**REQUIRED TASK**
Reproduce the data between the lines holding "Task: indicate the woman's arm" and "<point>302,156</point>", inclusive, swapping "hair bun" for "ponytail" and leaving everything else unchanged.

**DATASET**
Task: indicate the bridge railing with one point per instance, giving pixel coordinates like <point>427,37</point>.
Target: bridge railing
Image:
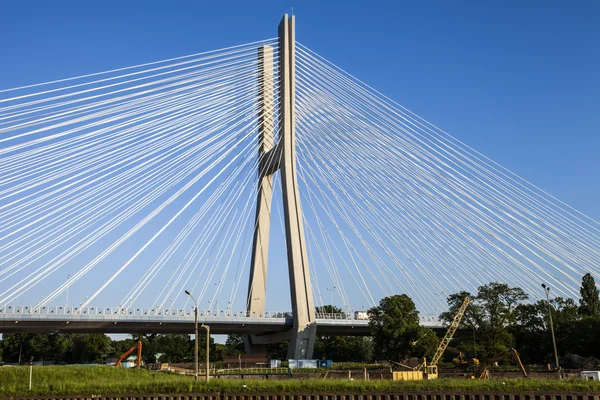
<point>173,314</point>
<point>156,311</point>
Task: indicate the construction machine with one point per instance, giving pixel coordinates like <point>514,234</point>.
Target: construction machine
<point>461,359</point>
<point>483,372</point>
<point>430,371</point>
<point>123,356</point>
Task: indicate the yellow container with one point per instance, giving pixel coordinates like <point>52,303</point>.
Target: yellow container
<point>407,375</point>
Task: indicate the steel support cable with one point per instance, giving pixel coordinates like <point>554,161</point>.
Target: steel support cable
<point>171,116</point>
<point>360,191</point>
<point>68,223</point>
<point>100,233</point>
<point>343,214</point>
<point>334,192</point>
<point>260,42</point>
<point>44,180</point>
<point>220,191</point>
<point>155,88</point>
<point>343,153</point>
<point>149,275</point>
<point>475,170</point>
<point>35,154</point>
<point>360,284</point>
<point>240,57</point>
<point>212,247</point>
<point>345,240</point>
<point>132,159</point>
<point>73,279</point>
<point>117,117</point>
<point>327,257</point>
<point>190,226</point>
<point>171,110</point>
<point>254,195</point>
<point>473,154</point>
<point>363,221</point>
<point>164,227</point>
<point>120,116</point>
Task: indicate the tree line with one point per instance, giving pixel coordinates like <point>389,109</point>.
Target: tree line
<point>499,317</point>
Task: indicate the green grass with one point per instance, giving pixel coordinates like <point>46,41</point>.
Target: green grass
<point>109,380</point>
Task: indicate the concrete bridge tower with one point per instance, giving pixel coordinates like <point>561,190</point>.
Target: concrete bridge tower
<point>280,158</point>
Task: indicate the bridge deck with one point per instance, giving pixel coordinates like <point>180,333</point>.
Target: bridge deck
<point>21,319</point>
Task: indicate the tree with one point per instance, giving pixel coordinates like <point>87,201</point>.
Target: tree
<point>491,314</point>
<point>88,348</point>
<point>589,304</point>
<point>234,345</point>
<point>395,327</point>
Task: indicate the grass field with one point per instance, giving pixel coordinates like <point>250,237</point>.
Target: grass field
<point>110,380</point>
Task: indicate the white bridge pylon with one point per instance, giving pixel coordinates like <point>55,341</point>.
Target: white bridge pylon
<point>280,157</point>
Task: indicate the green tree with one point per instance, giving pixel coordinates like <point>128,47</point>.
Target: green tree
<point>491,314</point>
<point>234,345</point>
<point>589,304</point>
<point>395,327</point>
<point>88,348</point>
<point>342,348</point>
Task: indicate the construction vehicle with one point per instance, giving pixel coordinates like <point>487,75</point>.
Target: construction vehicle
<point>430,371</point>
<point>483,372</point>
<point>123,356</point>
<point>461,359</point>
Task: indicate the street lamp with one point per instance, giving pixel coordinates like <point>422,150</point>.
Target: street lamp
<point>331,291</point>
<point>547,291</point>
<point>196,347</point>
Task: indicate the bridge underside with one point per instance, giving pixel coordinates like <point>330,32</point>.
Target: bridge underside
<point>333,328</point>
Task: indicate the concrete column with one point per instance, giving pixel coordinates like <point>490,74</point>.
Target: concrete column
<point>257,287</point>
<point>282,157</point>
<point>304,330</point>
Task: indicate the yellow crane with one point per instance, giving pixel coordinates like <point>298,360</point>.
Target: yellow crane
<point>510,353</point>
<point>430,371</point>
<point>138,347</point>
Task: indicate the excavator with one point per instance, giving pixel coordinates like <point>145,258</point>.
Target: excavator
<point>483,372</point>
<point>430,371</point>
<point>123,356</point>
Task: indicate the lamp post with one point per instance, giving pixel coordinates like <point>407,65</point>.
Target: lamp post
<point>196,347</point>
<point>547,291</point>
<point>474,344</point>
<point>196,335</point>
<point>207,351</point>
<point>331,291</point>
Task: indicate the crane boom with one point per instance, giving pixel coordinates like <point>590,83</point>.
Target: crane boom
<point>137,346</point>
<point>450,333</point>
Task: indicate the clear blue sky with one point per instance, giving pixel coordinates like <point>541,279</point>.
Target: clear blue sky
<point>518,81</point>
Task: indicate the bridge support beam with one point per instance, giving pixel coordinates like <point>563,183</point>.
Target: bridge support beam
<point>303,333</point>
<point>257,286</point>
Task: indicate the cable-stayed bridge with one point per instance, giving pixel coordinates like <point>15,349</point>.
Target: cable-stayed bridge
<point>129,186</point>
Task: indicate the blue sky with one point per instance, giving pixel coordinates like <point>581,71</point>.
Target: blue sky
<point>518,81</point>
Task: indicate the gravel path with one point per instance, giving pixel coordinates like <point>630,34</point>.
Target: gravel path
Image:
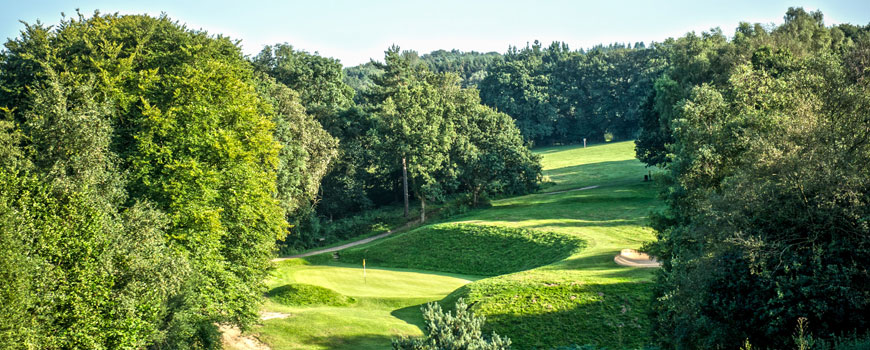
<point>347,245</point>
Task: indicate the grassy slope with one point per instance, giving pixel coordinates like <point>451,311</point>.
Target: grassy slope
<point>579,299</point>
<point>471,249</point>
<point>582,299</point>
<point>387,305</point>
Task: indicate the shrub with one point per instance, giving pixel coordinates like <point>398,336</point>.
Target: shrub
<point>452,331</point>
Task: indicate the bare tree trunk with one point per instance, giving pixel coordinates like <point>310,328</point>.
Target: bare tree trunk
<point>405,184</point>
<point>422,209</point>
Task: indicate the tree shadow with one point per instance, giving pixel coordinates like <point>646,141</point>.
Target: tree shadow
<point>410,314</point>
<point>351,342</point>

--

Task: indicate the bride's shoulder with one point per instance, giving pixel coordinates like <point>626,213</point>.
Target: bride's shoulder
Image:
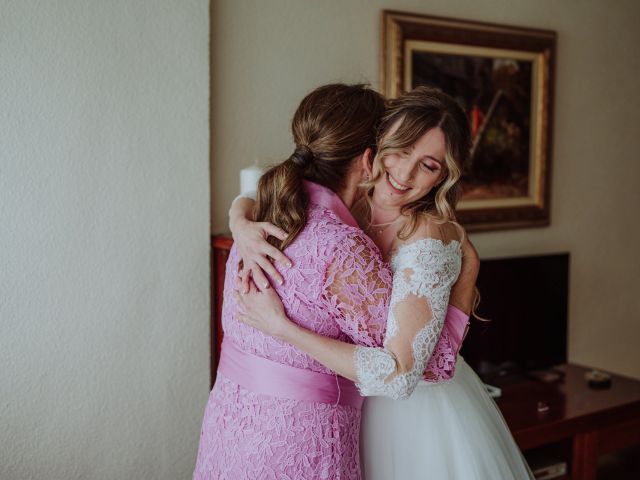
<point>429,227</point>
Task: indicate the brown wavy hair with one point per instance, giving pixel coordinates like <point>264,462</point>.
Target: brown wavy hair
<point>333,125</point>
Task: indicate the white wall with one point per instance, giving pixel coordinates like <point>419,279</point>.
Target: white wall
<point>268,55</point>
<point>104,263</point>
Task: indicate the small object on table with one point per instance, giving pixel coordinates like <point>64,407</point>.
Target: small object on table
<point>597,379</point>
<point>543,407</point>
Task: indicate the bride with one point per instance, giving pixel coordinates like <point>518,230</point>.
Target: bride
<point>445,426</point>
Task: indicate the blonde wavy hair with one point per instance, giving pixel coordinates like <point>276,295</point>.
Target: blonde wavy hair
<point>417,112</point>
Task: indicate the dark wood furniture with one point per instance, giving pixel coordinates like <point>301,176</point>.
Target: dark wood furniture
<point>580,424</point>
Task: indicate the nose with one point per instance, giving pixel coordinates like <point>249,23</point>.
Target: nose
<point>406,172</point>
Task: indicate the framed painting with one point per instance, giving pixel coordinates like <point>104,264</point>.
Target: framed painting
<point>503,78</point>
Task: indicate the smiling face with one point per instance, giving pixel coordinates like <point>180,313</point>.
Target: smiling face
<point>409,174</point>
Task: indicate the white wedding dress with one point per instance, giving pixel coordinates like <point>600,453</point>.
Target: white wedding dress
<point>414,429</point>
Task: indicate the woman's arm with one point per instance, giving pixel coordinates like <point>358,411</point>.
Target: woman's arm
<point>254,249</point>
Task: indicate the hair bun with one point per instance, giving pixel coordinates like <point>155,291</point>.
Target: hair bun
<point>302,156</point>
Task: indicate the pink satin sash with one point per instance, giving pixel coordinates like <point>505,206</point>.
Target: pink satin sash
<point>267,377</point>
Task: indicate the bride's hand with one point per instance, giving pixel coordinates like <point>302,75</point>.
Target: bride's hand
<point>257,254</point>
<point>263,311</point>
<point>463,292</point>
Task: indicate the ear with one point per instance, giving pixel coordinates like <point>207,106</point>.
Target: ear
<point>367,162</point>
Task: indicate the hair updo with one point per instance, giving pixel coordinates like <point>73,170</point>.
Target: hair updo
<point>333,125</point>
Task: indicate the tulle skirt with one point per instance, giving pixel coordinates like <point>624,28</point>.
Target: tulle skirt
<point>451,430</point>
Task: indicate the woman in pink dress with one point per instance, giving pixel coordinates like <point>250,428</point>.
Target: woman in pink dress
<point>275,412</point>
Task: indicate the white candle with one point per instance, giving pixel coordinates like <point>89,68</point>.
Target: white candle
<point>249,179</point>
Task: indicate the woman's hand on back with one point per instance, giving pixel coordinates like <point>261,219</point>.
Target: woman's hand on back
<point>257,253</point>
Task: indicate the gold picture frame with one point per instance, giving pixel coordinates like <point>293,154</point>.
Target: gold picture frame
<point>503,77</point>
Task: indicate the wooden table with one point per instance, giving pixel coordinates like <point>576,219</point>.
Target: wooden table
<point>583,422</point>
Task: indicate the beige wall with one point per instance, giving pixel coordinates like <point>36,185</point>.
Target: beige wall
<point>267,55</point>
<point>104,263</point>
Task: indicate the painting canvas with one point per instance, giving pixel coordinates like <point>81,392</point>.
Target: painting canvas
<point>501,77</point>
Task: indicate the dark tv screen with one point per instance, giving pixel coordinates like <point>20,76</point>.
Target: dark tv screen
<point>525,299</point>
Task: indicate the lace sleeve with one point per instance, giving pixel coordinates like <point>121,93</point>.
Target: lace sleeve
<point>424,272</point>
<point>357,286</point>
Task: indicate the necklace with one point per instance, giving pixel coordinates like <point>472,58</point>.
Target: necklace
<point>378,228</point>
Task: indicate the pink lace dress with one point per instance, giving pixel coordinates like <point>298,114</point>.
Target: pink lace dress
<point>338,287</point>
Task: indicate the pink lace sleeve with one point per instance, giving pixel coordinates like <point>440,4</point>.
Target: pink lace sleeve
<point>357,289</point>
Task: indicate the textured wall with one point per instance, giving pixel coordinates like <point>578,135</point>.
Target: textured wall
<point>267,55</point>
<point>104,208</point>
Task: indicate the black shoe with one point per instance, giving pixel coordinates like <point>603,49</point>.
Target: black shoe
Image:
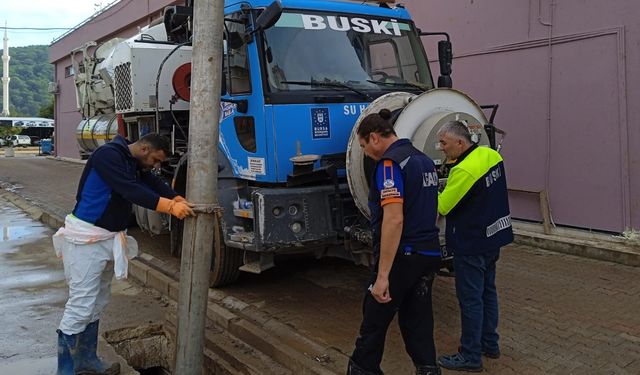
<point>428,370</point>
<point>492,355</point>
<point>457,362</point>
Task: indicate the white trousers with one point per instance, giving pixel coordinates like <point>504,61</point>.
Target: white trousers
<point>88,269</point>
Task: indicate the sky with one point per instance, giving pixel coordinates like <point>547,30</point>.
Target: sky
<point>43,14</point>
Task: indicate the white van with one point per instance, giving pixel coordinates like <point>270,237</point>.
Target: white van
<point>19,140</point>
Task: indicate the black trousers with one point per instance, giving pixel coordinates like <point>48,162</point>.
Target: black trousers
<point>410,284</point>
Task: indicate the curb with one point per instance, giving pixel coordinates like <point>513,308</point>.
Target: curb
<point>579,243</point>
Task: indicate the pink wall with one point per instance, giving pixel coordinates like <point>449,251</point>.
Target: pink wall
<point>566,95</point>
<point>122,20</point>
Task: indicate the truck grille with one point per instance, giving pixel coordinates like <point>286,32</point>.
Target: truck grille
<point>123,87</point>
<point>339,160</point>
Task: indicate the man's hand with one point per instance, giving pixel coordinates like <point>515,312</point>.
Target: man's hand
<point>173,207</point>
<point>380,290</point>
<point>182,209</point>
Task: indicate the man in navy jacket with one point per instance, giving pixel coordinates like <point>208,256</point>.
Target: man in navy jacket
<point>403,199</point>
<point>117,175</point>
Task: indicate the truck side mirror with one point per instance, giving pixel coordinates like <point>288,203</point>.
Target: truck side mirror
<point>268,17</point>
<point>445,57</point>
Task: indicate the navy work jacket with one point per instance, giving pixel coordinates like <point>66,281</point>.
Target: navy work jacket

...

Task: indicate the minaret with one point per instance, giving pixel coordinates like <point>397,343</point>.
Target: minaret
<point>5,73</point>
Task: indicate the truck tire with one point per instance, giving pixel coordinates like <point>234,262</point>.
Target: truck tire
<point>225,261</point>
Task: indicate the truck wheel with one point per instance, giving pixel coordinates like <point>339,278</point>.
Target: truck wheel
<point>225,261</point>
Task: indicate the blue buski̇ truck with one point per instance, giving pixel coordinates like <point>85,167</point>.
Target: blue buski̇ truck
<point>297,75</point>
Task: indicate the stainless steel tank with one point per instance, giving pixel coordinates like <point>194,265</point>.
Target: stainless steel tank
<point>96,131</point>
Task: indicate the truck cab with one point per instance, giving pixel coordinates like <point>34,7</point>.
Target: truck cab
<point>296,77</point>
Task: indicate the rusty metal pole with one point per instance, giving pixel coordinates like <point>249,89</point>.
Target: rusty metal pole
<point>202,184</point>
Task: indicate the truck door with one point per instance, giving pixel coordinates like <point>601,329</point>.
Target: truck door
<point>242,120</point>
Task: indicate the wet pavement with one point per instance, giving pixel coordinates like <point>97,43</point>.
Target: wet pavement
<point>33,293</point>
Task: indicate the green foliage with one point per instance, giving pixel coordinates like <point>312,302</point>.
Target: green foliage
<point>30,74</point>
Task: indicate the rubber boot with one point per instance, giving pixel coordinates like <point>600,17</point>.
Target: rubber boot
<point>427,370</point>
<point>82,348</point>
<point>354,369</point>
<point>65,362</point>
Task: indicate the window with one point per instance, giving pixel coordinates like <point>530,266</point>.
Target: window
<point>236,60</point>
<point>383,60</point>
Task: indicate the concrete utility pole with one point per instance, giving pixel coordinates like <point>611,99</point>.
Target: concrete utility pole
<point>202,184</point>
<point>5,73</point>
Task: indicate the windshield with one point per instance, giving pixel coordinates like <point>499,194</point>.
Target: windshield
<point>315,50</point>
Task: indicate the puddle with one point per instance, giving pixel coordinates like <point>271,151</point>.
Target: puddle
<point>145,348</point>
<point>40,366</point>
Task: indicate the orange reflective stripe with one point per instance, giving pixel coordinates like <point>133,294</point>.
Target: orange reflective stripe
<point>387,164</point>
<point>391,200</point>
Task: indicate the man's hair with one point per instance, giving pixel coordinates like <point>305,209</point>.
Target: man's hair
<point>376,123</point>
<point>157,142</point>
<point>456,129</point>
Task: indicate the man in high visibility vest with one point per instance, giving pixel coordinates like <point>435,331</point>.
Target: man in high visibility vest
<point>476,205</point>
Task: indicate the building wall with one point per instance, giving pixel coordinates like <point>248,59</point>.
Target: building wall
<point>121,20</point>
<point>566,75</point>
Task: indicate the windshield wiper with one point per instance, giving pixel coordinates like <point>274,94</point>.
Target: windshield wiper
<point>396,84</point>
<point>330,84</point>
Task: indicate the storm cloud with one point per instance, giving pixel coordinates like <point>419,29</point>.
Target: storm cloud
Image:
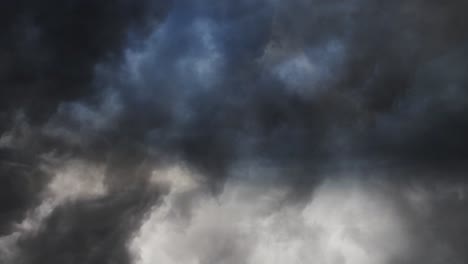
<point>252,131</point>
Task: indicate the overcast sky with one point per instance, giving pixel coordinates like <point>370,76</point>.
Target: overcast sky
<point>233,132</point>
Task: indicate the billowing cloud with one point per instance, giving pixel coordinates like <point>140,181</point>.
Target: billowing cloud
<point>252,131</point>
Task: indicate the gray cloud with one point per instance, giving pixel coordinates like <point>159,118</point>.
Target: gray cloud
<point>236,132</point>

**FINAL ANSWER**
Task: indicate the woman's arm with one point per instance, giving pixel coordinates like <point>358,411</point>.
Target: woman's arm
<point>254,249</point>
Task: indicate the ponytail with one point per instance, giving pixel coordinates like <point>155,291</point>.
Target: ponytail
<point>302,156</point>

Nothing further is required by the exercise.